OBJECTIVE:
Extract the passage on presidential candidates and their running-mate picks, reproducing it in full and word for word.
══ PROVIDED PASSAGE
Cory Booker and Beto O’Rourke, asked if they’d pick a woman, were quick to vow that they would. Joseph R. Biden Jr., before he has even entered the race, is scoping out Stacey Abrams (who’s considering her own presidential bid), as well as Kamala Harris and Beto O’Rourke (who are currently running for president).

All that chatter prompted former Gov. John Hickenlooper of Colorado to wonder at a CNN town hall Wednesday night why the female candidates aren’t being asked if they’d pick a man as their vice president.

Well, thanks for asking, governor! We actually posed that very question to Elizabeth Warren on Sunday night, after an event in Memphis, Tenn. Here’s what she had to say:

“I want somebody who’s going to get out there and fight on behalf of working people. That’s what matters most.”

That response, though extremely on message, is very different from the ones offered by some of her male opponents.
════
══ RECORDED INFORMATION
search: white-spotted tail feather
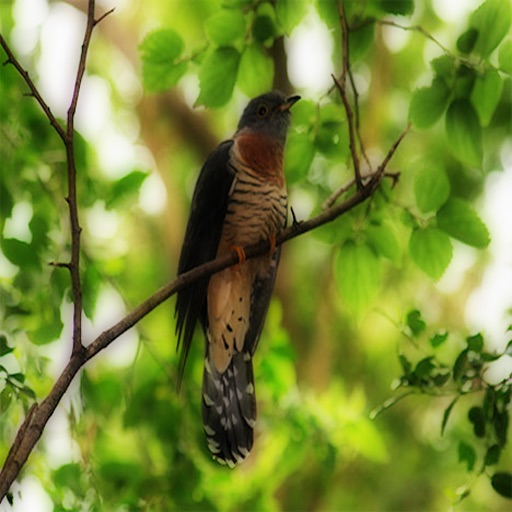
════
ANSWER FOR THE TASK:
Cory Booker and Beto O’Rourke, asked if they’d pick a woman, were quick to vow that they would. Joseph R. Biden Jr., before he has even entered the race, is scoping out Stacey Abrams (who’s considering her own presidential bid), as well as Kamala Harris and Beto O’Rourke (who are currently running for president).

All that chatter prompted former Gov. John Hickenlooper of Colorado to wonder at a CNN town hall Wednesday night why the female candidates aren’t being asked if they’d pick a man as their vice president.

Well, thanks for asking, governor! We actually posed that very question to Elizabeth Warren on Sunday night, after an event in Memphis, Tenn. Here’s what she had to say:

“I want somebody who’s going to get out there and fight on behalf of working people. That’s what matters most.”

That response, though extremely on message, is very different from the ones offered by some of her male opponents.